(Document segment)

Omaha metro-area contests test students’ robotic skills – Omaha World-Herald

Posted: February 18, 2017 at 4:19 am

Bellevue West senior Hunter Rausch picked up a blue and silver three-wheeled robot from a table and set it on the floor. He turned to classmate Deanna Shane.

Theoretically, if I push the middle button, it should go here, Rausch said, pointing one foot ahead of where the robot sat. If I push it twice, it should go another foot.

Rausch and Shane, both 18, are members of the high schools robotics club, one of 96 robotics teams that will be competing today in the CEENBoT Showcase at the Nebraska Robotics Expo.

The expo, held at the Strategic Air Command & Aerospace Museum near Ashland, is open to elementary, middle and high schools across the state.

Competitors in this category will take part in six competitions related to this years theme, CEENBoT Carnival.

CEENBoT Robotics Showcase Director Alisa Gilmore said the expo is funded with a National Science Foundation grant to help teachers get their students involved in science, technology, engineering and math.

Robots, she said, are used as a platform to get students engaged through hands-on activities.

Gilmore, an associate professor of practice at the University of Nebraska-Lincoln College of Engineering, said the program also works with students at the University of Nebraska at Omaha. Students in the College of Engineering helped area teachers create robots and demonstrate how they can be taken into classrooms. Students in the College of Education developed the curriculum.

The competition is an opportunity for students to show off the work they have put in during the academic year, Gilmore said.

(Material shown)
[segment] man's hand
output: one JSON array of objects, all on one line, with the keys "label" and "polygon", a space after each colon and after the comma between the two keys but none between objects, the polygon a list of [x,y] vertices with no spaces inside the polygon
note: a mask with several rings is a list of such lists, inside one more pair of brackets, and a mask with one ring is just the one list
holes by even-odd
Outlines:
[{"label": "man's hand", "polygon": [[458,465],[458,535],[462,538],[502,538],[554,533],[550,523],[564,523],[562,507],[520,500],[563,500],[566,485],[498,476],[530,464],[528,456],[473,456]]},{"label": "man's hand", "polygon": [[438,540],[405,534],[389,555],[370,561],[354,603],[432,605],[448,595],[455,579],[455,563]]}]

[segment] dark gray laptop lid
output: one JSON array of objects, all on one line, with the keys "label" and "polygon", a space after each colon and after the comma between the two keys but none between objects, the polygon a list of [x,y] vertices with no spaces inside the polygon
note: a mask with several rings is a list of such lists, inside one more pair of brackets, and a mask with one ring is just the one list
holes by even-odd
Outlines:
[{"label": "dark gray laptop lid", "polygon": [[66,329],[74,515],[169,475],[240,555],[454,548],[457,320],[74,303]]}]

(Goal 1) According to the robotics expo article, where is the Nebraska Robotics Expo held?
(Goal 2) Revise the robotics expo article between "Bellevue West senior" and "theme, CEENBoT Carnival.", inclusive, changing "classmate" to "teammate".
(Goal 3) Carry on writing the robotics expo article from its last sentence.

(Final result 1) At the Strategic Air Command & Aerospace Museum near Ashland.

(Final result 2)
Bellevue West senior Hunter Rausch picked up a blue and silver three-wheeled robot from a table and set it on the floor. He turned to teammate Deanna Shane.

Theoretically, if I push the middle button, it should go here, Rausch said, pointing one foot ahead of where the robot sat. If I push it twice, it should go another foot.

Rausch and Shane, both 18, are members of the high schools robotics club, one of 96 robotics teams that will be competing today in the CEENBoT Showcase at the Nebraska Robotics Expo.

The expo, held at the Strategic Air Command & Aerospace Museum near Ashland, is open to elementary, middle and high schools across the state.

Competitors in this category will take part in six competitions related to this years theme, CEENBoT Carnival.

(Final result 3)
Bellevue West will send three teams to the expo. Club sponsor Dan Parkison has spent the last month recreating the challenges so his students can have a feel for the course. Rausch and Shane both will compete this weekend.

Other events at the expo include presentation, a navigation course called Pokebot Go, a midway maze and a carnival cart challenge in which robots must retrieve items from a maze.

The FIRST Lego League 2016 Animal Allies Challenge will host another 48 teams at its Saturday event. Students attending this competition will explore how to make interactions between humans and animals better. The two competitions, CEENBoT Showcase and FIRST Lego League, are not related, but will both take place at the SAC Museum.

Robots will be roaming in Omaha as well at the Heartland Regional Robotics Championship, sponsored by Create, at Omaha North High School.

Students from 100 middle and high school teams are competing in computer-paired alliances that conclude Saturday evening. Teams are paired to test not only their technical skills and understanding of technology but their ability to collaborate.

Carol Kujawa, program support for Create, said the competition is for teams that have performed successfully earlier in the season. It is an opportunity for teams to qualify for the U.S. Open Robotics Championship, April 4 to 8 at the Mid-America Center in Council Bluffs, or the VEX Robotics World Championship, April 19-25 in Louisville, Kentucky.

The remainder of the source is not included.